Text block:
Grammarly Sued for AI Tool That Impersonated Authors Without Consent

Journalist Julia Angwin has filed a class action lawsuit against Superhuman (Grammarly's parent company) alleging that the 'Expert Review' tool edited users' writing in the style of notable authors without consent, raising critical questions about AI training and author rights.

Conceptual illustration of AI and author rights conflict with legal scales and copyright symbols

Analysis

Julia Angwin's lawsuit against Superhuman over Grammarly's 'Expert Review' tool marks a turning point in the AI-publishing conflict. The tool promised to edit users' work in the style of famous authors—a feature that sounds clever until you realize it's essentially cloning author voice without permission or compensation. This is the logical endpoint of an industry that has spent two years arguing about whether training AI on published text constitutes fair use.

What makes this lawsuit significant is not just the legal theory, but the plaintiff. Angwin is a journalist and researcher who understands both technology and media ethics. She's not suing because she's anti-AI; she's suing because the tool crossed a line that should have been obvious: using identifiable author voices as a product feature without consent is not a gray area. It's appropriation.

For publishers and authors, this case signals that the courts may finally be ready to impose real consequences for AI misuse. The Authors Guild's expanded 'Human Authored' certification program (announced this week) and this lawsuit are part of a broader movement toward author agency and consent. The AI vendors who have been moving fast and breaking things are now facing a reckoning. The question is whether the industry will regulate itself or wait for courts to do it for them.

Point annotation data:

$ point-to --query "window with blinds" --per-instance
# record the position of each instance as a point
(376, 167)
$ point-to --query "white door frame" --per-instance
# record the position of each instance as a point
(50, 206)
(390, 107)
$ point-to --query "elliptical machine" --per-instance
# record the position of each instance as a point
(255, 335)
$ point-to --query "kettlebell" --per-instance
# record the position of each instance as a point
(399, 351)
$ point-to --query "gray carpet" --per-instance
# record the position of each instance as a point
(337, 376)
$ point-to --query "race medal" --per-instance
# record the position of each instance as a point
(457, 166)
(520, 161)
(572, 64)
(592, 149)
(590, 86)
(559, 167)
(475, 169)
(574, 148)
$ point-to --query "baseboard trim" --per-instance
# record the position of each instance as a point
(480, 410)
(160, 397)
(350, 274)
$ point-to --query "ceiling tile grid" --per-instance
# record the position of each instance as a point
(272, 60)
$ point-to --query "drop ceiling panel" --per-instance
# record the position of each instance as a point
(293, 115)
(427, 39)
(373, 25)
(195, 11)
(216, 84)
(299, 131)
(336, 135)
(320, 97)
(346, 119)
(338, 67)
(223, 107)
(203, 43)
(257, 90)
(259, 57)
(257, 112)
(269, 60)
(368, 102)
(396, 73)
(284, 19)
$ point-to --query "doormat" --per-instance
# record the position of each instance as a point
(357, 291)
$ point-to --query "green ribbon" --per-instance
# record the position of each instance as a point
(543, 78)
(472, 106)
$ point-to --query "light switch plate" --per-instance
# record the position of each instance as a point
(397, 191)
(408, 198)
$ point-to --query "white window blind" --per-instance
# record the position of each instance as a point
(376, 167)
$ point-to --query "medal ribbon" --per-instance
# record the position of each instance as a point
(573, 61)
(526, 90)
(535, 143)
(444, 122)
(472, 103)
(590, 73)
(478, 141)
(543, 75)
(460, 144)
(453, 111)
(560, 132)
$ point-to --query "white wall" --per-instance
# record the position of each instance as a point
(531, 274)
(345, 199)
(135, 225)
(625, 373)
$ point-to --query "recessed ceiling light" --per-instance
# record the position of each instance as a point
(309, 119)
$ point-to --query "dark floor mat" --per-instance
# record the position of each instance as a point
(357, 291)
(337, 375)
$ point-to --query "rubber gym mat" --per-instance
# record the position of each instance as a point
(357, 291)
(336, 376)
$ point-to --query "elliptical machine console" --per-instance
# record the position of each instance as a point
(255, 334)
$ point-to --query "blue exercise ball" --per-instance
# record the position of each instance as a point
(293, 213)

Directions:
1. Rewrite the Grammarly lawsuit article from "Journalist Julia Angwin" up to and including "and author rights.", swapping "notable" for "famous".
2. Select every line of the records that contains the string "medal", matching case exactly.

Exercise results:
1.
Journalist Julia Angwin has filed a class action lawsuit against Superhuman (Grammarly's parent company) alleging that the 'Expert Review' tool edited users' writing in the style of famous authors without consent, raising critical questions about AI training and author rights.

2.
$ point-to --query "race medal" --per-instance
$ point-to --query "medal ribbon" --per-instance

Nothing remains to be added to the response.